▶ [TASKS TO PERFORM]:
1) How much money is the ministry dedicating to recruit, hire and train new health-care workers, according to the article on B.C.'s long-term care hiring program?
2) Reproduce the article on B.C.'s long-term care hiring program starting at "For those who" and ending at "Story continues below.", changing "hospitality" to "tourism".

▶ [PAGE TEXT]:

┄┄┄┄┄┄

For those who lost their jobs in British Columbia because of the COVID-19 pandemic, the province has come up with an idea: a new career in long-term care.
On Wednesday, provincial officials announced the Health Career Access Program as part of its $1.6-billion fall pandemic preparedness plan. The program aims to hire thousands of laid off service workers to positions in long-term care and assisted living homes across the province.
Premier John Horgan said the program is specifically designed for hospitality and service workers who’ve lost their jobs during the pandemic.
WATCH: B.C. announce fall pandemic preparedness plan. Story continues below.
“[The program] provides a path for people without health-care experience to get on-the-job training. And that means, of course, good news for those in the hospitality sector and other parts of British Columbia that have been affected by COVID-19,” he said Wednesday.
The ministry is dedicating $44.2 million to recruit, hire and train 7,000 new health-care workers over the next few months in settings across the province. New hires will start as health-care support workers with a salary of around $20/hr, and receive paid training that will lead to full qualification as health-care assistants, which has a starting salary of around $23/hr, according to Health Minister Adrain Dix.
While health-care assistants normally require certification from a post-secondary institution, Dix said the program will allow people with no health-care experience to get the certification while on the job, at no cost to them.
“That means, of course, good news for those in the hospitality sector and other parts of British Columbia that have been affected by COVID-19.”
“The program that we’re putting in place will provide a path for interested applicants to receive formal, on-the-job modular training,” Dix said.
The program aims to strengthen support in the province’s long-term care and assisted living homes ahead of the winter and ensuing influenza season.

┄┄┄┄┄┄

Data entries
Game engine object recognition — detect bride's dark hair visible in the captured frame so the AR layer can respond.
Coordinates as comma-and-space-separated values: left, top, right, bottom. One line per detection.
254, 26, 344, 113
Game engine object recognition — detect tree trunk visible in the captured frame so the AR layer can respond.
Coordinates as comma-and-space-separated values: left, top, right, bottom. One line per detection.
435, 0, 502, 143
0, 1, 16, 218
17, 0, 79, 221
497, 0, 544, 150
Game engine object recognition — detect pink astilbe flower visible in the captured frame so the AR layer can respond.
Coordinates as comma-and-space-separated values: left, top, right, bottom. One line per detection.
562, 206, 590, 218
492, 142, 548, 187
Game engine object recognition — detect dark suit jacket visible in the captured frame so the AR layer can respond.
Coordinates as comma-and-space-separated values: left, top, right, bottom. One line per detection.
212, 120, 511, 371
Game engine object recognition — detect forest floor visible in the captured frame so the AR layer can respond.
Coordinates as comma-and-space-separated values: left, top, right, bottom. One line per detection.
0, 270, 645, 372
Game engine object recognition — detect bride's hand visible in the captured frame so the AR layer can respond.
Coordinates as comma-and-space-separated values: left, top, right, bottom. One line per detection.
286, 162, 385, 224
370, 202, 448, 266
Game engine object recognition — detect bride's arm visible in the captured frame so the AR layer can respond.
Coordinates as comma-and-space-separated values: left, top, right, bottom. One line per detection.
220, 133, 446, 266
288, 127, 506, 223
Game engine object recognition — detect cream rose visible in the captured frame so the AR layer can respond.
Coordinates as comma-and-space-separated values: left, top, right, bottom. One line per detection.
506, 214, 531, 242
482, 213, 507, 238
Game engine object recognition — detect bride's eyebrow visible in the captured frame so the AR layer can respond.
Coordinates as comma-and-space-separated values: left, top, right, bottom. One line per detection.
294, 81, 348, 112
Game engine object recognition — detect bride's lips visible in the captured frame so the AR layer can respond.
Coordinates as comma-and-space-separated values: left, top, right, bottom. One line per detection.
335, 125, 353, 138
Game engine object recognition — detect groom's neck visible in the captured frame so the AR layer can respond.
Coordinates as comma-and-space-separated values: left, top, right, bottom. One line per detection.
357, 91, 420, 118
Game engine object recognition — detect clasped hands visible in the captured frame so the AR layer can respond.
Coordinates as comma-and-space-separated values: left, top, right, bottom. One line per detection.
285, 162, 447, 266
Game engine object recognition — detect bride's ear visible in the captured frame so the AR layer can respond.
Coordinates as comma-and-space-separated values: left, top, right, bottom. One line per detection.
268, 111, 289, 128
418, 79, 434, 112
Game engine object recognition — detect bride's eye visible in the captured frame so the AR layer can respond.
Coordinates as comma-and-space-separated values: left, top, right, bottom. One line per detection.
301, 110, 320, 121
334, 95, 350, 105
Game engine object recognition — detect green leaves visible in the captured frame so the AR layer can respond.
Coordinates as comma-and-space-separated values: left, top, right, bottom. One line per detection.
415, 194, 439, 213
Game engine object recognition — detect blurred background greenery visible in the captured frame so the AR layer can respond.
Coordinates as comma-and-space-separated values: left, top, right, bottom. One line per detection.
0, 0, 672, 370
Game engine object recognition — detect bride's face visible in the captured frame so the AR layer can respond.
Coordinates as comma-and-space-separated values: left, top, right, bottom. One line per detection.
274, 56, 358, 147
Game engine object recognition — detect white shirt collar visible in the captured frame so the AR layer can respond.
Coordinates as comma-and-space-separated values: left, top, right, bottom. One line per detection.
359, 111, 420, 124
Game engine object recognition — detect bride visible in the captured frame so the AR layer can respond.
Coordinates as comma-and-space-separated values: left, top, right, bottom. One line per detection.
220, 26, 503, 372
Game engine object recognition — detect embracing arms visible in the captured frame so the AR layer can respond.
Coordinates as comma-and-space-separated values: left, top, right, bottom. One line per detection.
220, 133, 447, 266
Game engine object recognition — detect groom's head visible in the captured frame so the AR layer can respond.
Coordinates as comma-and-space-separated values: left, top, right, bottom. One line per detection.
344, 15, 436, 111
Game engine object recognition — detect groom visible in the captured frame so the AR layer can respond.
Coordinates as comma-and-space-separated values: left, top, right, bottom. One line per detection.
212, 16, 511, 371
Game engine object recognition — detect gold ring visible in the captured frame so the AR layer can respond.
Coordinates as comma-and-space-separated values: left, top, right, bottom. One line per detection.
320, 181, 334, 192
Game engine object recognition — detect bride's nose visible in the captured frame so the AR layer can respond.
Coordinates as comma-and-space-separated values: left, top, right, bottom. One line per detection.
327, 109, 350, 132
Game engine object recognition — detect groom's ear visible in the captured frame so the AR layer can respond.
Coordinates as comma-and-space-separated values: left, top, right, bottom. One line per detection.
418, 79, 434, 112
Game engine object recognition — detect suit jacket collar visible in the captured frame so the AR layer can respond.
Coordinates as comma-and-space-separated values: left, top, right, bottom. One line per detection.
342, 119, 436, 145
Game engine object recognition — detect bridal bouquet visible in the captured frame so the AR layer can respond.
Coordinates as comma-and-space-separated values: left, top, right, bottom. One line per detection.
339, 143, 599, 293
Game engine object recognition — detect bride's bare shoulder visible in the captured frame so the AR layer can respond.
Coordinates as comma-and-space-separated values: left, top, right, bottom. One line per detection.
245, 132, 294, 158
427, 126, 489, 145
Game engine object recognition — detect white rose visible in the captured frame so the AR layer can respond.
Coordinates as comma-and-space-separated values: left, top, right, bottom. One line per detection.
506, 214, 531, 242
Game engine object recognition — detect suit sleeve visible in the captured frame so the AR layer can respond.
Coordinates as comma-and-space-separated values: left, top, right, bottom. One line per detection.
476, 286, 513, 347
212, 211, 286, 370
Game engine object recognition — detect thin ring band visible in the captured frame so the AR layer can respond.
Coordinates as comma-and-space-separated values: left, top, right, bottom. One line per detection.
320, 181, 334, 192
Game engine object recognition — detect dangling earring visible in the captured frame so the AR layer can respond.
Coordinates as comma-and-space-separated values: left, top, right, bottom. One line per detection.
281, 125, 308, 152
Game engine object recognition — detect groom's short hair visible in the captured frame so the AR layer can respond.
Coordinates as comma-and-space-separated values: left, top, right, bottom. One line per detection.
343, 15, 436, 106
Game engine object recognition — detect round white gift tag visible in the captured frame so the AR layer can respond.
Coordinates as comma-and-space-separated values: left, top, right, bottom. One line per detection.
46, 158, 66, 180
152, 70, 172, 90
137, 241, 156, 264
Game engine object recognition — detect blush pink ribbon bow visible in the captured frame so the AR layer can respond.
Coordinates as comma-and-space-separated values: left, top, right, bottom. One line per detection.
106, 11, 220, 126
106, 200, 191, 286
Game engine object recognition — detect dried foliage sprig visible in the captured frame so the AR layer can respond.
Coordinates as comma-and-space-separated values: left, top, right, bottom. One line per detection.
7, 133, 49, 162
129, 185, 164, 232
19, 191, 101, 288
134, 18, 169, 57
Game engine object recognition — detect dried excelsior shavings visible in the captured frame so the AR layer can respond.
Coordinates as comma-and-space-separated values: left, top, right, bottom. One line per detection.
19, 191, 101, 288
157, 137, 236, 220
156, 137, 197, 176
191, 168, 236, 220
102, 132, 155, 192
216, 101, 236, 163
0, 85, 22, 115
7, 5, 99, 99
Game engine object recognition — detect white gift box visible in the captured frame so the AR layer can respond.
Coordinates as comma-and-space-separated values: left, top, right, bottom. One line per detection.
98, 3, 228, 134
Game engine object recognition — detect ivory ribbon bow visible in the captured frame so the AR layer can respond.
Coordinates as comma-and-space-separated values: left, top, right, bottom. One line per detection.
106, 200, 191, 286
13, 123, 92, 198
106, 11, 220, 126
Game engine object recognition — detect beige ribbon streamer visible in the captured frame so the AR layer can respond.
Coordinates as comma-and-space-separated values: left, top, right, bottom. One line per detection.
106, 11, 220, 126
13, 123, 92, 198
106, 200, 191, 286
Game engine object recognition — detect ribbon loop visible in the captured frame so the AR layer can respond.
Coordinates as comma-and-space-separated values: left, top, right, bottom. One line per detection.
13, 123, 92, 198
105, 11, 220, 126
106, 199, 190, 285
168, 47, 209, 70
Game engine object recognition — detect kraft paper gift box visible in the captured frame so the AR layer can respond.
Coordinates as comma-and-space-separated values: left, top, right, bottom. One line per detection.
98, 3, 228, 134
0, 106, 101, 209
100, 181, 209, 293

┄┄┄┄┄┄

▶ [ANSWERS FOR THE TASKS]:
1) $44.2 million.

2)
For those who lost their jobs in British Columbia because of the COVID-19 pandemic, the province has come up with an idea: a new career in long-term care.
On Wednesday, provincial officials announced the Health Career Access Program as part of its $1.6-billion fall pandemic preparedness plan. The program aims to hire thousands of laid off service workers to positions in long-term care and assisted living homes across the province.
Premier John Horgan said the program is specifically designed for tourism and service workers who’ve lost their jobs during the pandemic.
WATCH: B.C. announce fall pandemic preparedness plan. Story continues below.